Source document
>>>

From the economic point of view, Zial-ul-Haq’s rule (197788) was the least ideological and the least innovative. Fortunately for Haq, the economy showed a high and sustained growth rate helped mainly by a number of special factors both domestic and external. The completion of the long-gestation period Tarbela dam project in 1977 added considerably to irrigation water availability and hydel power capacity. A tremendous boost to economic activity was also provided by increasing worker remittances and large external assistance for Afghan Mujahedin, channeled through Pakistan.

Lulled by a comfortable growth rate and a balance of payments situation greatly helped by remittances and other external factors mentioned above, the Haq regime did little to deal with the serious structural problems inherited from the 1960s and 1970s: the overextension of government, the poor climate for private sector investment, heavy dependence of exports on cotton based exports, and the inelasticity of the tax system. Indeed some structural problems were intensified. Relentless growth in public spending, a major shift in public expenditure priorities from development to defence, and consequent rise in fiscal deficits increased debt burden sharply.

There is no doubt that macroeconomic imbalances were worsening and growth was slowing down after the mid-1980s. Had Haq lived, he would have had to face the consequences of his neglect of some basic economic issues. As it turned out, the responsibility of sorting out the difficulties fell to a succession of weak political democratic governments which followed Haq.

<<<

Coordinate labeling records
>>>

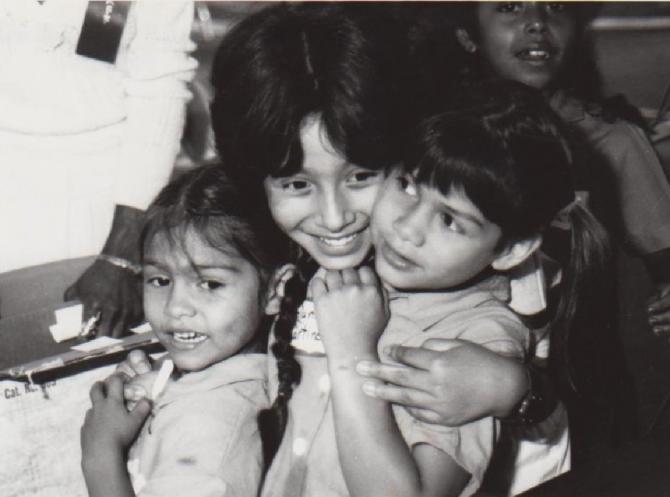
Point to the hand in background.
(105, 287)
(114, 292)
(139, 373)
(439, 381)
(658, 310)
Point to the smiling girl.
(210, 271)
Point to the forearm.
(156, 70)
(123, 240)
(374, 457)
(106, 475)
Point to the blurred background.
(632, 45)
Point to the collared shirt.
(307, 462)
(202, 437)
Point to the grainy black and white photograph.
(333, 249)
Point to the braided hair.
(347, 65)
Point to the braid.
(272, 421)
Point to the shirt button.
(324, 384)
(299, 446)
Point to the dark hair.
(506, 149)
(346, 64)
(222, 212)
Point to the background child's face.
(203, 304)
(325, 207)
(525, 41)
(425, 240)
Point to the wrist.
(538, 402)
(512, 387)
(123, 240)
(347, 363)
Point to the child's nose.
(535, 18)
(179, 303)
(410, 227)
(336, 212)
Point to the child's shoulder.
(479, 315)
(242, 377)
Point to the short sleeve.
(470, 445)
(213, 449)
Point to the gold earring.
(470, 46)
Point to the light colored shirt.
(78, 135)
(307, 462)
(202, 438)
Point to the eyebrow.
(196, 267)
(458, 213)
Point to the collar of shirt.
(239, 368)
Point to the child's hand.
(140, 374)
(137, 388)
(351, 311)
(109, 428)
(438, 381)
(658, 310)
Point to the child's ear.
(275, 292)
(515, 253)
(466, 40)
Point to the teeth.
(538, 54)
(338, 242)
(188, 337)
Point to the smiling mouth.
(537, 54)
(187, 337)
(338, 241)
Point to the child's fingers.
(114, 386)
(97, 392)
(396, 395)
(317, 288)
(367, 276)
(141, 410)
(391, 373)
(133, 392)
(442, 344)
(350, 277)
(139, 361)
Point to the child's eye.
(508, 7)
(449, 221)
(407, 185)
(211, 285)
(295, 185)
(157, 281)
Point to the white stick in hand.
(161, 379)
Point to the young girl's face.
(425, 240)
(525, 41)
(203, 304)
(326, 207)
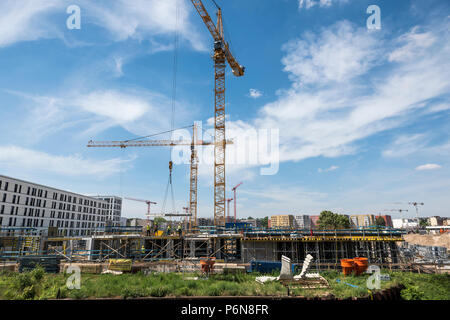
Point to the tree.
(265, 222)
(330, 220)
(379, 222)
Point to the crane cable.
(174, 96)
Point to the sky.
(359, 116)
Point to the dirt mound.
(442, 240)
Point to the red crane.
(148, 202)
(234, 190)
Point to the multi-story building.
(362, 220)
(114, 209)
(404, 223)
(27, 204)
(282, 221)
(314, 221)
(302, 222)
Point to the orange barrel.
(347, 266)
(361, 265)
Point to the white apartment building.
(114, 208)
(302, 222)
(27, 204)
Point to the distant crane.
(234, 190)
(148, 202)
(417, 204)
(398, 210)
(228, 209)
(142, 142)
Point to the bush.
(412, 293)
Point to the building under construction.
(237, 246)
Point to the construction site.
(226, 246)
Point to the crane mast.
(222, 54)
(167, 143)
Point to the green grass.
(38, 285)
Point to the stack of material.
(306, 265)
(286, 269)
(94, 268)
(120, 265)
(50, 264)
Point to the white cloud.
(429, 166)
(255, 93)
(145, 18)
(13, 157)
(332, 168)
(405, 145)
(29, 20)
(337, 98)
(138, 111)
(337, 54)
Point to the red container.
(348, 266)
(361, 265)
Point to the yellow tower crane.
(221, 53)
(167, 143)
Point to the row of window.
(34, 202)
(34, 212)
(4, 185)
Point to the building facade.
(114, 212)
(302, 222)
(27, 204)
(387, 220)
(362, 220)
(285, 221)
(314, 221)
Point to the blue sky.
(362, 114)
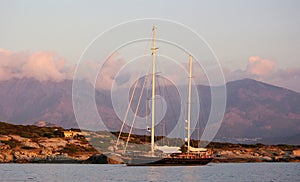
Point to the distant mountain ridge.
(254, 109)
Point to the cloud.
(41, 66)
(259, 66)
(108, 72)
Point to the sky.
(257, 39)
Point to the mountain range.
(255, 111)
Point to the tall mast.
(153, 89)
(189, 103)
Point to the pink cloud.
(39, 65)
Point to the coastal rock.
(53, 143)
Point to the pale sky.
(236, 30)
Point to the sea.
(102, 172)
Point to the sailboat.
(165, 155)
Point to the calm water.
(211, 172)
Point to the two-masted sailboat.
(165, 155)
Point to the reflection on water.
(211, 172)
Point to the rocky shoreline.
(16, 149)
(31, 144)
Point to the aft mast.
(189, 104)
(153, 90)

<<<

What to do
Transcribe the whole passage on the economy under Haq's rule word for word. These records were taken from a separate source.

Correct response
From the economic point of view, Zial-ul-Haq’s rule (197788) was the least ideological and the least innovative. Fortunately for Haq, the economy showed a high and sustained growth rate helped mainly by a number of special factors both domestic and external. The completion of the long-gestation period Tarbela dam project in 1977 added considerably to irrigation water availability and hydel power capacity. A tremendous boost to economic activity was also provided by increasing worker remittances and large external assistance for Afghan Mujahedin, channeled through Pakistan.

Lulled by a comfortable growth rate and a balance of payments situation greatly helped by remittances and other external factors mentioned above, the Haq regime did little to deal with the serious structural problems inherited from the 1960s and 1970s: the overextension of government, the poor climate for private sector investment, heavy dependence of exports on cotton based exports, and the inelasticity of the tax system. Indeed some structural problems were intensified. Relentless growth in public spending, a major shift in public expenditure priorities from development to defence, and consequent rise in fiscal deficits increased debt burden sharply.

There is no doubt that macroeconomic imbalances were worsening and growth was slowing down after the mid-1980s. Had Haq lived, he would have had to face the consequences of his neglect of some basic economic issues. As it turned out, the responsibility of sorting out the difficulties fell to a succession of weak political democratic governments which followed Haq.